-- START OF SOURCE PASSAGE --
# help please sexing corn snake hatchlings



## zoe-marie (Oct 25, 2011)

Hi I have 3 corn snakes and they was sold to me unsexed I have called round many places and no one will sex them for me not even my vet until they are at least 18months old? does any one know who or where can sex them younger please? hagrid is 5 month, hermione and harry are just over 3 months


----------



## Herpster (Oct 24, 2006)

The reason why people are less willing to sex young snakes is the method used is called "popping" and if not done correctly can lead to permanent damage. 

Is there a reason why you need them sexed this early on? If you are intending to breed then they have a long while to go and waiting a couple more months is surely the best thing for the snake.


----------



## zoe-marie (Oct 25, 2011)

Not planning on breeding them all 3 live together in same housing and 2 of them look very similar tail wise the other looks bit different so am assuming that I have 1 of 1 sex and 2 of the opposite? Some one told me if you have 2 males and 1 female when they mature the males will get a bit rough with each other? I have no clue as to what sex they are and now just a little concerned cos what some one said. Seem to get mixed messages about housing snakes together but when we got them the person said its fine to keep them together.


----------



## zoe-marie (Oct 25, 2011)

WE are fairly new to The snake keeping world, they are actually My little boys he adores them. I wouldn't want any harm to come to them at all so welcome advice, we did reading up and asked lots of questions when we got them then some one said if you have 2 males its not good so now just a bit concerned that's all. Would rather ask and sound stupid than to not ask or be sure and something bad happen.


----------



## beaniebopps (Oct 4, 2009)

They should all be housed seperately ideally. I won't go into all the details but if you have a look on here - search 'cohabiting' or 'housing snakes together' you will find countless threads on the topic. Personally I advise you to house them all individually regardless of sex.

1) If ones sick / got runny poo / parasites you will have difficulty telling which one and they could pass it on to each other

2) If theres a male and a female the male will breed with the female when she is too young and immature, which can essentially endanger her life through becoming egg-bound if not simply drain her resources

3) You will have to feed them seperately to avoid two snakes latching onto a mouse at once, ending in one of the snakes dying.

4) There is always a chance, although small, of cannabalism. It does happen.

5) There will be competition for the best spots of the viv and they can't all fit at the place with the exact right temperature etc. Snakes do not 'cuddle' together, they compete.


----------



## Herpster (Oct 24, 2006)

^^^^^^^^

Good advice from beanie.


----------



## zoe-marie (Oct 25, 2011)

They are all fed completely seperate never fed in same tank feed them in small tanks there are 4 hides vines branches everything. WE did have them in a plastic tank inside our viv but they are now in the viv as use to put them in there when cleaning out their smaller 1 and they like climbing the branches and feed really well so thought as they are not stressed would let them have more space. They are always coiled up together when sleeping my viv is 4ft by 2ft by 2ft but they are never seperate ends of eache other. But will read up more on housing and if I have to seperate them then I will. All of them are well fed they have 1 small fuzzy every 5 days . Will def be reading up more now wish I found this web site ages ago


----------



## Herpster (Oct 24, 2006)

zoe-marie said:


> Will def be reading up more now wish I found this web site ages ago


Don't worry, when I joined the site I thought I knew a lot, turns out I didn't and ever since then have been lapping up the info. But yes It is advisable to read up on co-habiting and make your decision based on what is best for the snakes.


----------



## zoe-marie (Oct 25, 2011)

Thank-you all for your help and advice much appreciated.


----------
-- END OF SOURCE PASSAGE --
-- START OF RECORDS TO PROCESS --
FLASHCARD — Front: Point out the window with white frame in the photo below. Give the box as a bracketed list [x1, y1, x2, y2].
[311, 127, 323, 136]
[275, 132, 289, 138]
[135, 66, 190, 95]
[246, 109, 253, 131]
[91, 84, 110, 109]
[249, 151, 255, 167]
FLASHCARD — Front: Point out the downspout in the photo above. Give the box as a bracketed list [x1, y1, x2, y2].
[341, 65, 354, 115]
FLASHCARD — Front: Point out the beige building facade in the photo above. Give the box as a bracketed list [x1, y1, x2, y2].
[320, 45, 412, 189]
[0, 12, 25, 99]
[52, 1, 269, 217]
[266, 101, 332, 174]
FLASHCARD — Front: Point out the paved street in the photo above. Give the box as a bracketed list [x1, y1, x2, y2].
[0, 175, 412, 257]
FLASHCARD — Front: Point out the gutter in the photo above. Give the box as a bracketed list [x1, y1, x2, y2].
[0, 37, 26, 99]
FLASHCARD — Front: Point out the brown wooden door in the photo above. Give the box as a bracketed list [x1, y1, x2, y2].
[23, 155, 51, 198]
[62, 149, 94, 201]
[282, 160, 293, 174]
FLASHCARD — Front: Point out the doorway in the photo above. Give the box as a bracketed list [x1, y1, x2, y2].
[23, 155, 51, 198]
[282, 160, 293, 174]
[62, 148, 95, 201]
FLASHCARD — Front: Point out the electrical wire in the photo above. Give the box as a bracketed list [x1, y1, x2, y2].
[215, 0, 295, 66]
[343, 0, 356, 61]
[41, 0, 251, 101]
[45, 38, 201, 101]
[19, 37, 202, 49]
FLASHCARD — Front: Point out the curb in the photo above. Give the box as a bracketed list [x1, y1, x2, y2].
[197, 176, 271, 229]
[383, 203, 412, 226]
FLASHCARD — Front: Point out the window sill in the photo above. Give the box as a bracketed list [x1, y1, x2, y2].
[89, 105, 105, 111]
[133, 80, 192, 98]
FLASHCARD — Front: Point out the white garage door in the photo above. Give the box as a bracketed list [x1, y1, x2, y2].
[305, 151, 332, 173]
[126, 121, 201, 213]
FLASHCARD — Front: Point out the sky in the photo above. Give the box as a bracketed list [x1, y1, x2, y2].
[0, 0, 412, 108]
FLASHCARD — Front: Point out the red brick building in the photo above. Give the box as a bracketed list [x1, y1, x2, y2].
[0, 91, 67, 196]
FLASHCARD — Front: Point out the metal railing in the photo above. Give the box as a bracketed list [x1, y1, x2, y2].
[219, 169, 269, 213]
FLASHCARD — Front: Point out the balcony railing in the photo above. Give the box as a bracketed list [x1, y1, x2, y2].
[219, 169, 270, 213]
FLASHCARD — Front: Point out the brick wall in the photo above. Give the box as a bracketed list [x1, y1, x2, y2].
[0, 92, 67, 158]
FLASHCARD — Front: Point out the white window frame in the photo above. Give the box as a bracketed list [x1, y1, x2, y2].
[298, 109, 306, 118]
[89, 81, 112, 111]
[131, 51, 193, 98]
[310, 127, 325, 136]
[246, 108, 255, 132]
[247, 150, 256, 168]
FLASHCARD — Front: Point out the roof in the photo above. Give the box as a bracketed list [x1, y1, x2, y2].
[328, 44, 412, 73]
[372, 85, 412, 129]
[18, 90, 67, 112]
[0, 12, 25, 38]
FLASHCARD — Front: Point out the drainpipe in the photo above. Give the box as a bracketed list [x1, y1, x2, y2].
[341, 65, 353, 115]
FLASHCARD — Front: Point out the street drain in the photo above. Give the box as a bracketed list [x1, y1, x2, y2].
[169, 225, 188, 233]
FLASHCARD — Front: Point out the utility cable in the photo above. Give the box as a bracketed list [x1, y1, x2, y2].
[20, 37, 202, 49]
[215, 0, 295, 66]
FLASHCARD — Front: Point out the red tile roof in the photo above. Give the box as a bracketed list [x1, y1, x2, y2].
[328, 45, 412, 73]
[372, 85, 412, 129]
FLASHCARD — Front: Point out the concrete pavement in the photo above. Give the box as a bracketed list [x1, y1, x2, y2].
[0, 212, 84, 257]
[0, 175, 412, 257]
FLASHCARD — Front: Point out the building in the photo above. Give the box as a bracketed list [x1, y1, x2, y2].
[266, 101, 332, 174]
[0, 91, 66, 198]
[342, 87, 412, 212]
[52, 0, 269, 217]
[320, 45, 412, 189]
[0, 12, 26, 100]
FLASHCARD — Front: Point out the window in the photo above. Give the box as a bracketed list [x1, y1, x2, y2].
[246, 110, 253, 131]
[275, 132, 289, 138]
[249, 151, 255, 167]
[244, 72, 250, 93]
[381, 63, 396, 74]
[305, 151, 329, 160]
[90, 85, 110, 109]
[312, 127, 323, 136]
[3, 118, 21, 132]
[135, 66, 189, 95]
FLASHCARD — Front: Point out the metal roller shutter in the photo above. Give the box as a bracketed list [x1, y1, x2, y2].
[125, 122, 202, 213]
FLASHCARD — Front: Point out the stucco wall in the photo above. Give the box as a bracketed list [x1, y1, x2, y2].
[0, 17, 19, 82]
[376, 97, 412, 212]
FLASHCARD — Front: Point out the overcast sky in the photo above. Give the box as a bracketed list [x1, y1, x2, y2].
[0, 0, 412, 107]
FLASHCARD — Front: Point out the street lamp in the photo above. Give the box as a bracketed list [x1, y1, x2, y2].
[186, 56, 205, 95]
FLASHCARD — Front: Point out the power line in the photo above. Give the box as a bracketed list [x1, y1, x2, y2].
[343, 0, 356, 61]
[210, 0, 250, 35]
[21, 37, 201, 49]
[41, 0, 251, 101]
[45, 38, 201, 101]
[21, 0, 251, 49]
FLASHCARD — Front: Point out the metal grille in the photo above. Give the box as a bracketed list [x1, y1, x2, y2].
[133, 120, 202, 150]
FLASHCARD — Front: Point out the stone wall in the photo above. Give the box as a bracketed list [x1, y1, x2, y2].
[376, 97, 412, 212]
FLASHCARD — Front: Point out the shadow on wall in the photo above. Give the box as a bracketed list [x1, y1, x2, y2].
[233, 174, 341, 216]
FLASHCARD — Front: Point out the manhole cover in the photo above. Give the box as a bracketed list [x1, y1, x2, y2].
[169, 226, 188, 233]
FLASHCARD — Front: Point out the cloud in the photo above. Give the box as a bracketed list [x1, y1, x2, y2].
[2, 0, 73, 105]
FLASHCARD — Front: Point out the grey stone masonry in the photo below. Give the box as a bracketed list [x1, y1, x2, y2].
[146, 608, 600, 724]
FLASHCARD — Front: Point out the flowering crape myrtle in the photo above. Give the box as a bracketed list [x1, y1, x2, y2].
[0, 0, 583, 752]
-- END OF RECORDS TO PROCESS --
• **ACTIONS TO TAKE**:
[A] Output the portion of the corn snake thread starting with "Hi I have 3" and going on through "to permanent damage.".
[B] Switch "Point out" to "Mark" in the records, starting with the first line of the records and going on through the line with "[62, 148, 95, 201]", and leave everything else unchanged. Give back only those lines.
The records and the corn snake thread were taken from unrelated sources.

• **THE RESPONSES**:
[A]
Hi I have 3 corn snakes and they was sold to me unsexed I have called round many places and no one will sex them for me not even my vet until they are at least 18months old? does any one know who or where can sex them younger please? hagrid is 5 month, hermione and harry are just over 3 months


----------



## Herpster (Oct 24, 2006)

The reason why people are less willing to sex young snakes is the method used is called "popping" and if not done correctly can lead to permanent damage.

[B]
FLASHCARD — Front: Mark the window with white frame in the photo below. Give the box as a bracketed list [x1, y1, x2, y2].
[311, 127, 323, 136]
[275, 132, 289, 138]
[135, 66, 190, 95]
[246, 109, 253, 131]
[91, 84, 110, 109]
[249, 151, 255, 167]
FLASHCARD — Front: Mark the downspout in the photo above. Give the box as a bracketed list [x1, y1, x2, y2].
[341, 65, 354, 115]
FLASHCARD — Front: Mark the beige building facade in the photo above. Give the box as a bracketed list [x1, y1, x2, y2].
[320, 45, 412, 189]
[0, 12, 25, 99]
[52, 1, 269, 217]
[266, 101, 332, 174]
FLASHCARD — Front: Mark the paved street in the photo above. Give the box as a bracketed list [x1, y1, x2, y2].
[0, 175, 412, 257]
FLASHCARD — Front: Mark the gutter in the photo above. Give the box as a bracketed list [x1, y1, x2, y2].
[0, 37, 26, 99]
FLASHCARD — Front: Mark the brown wooden door in the photo above. Give the box as a bracketed list [x1, y1, x2, y2].
[23, 155, 51, 198]
[62, 149, 94, 201]
[282, 160, 293, 174]
FLASHCARD — Front: Mark the doorway in the photo above. Give the box as a bracketed list [x1, y1, x2, y2].
[23, 155, 51, 198]
[282, 160, 293, 174]
[62, 148, 95, 201]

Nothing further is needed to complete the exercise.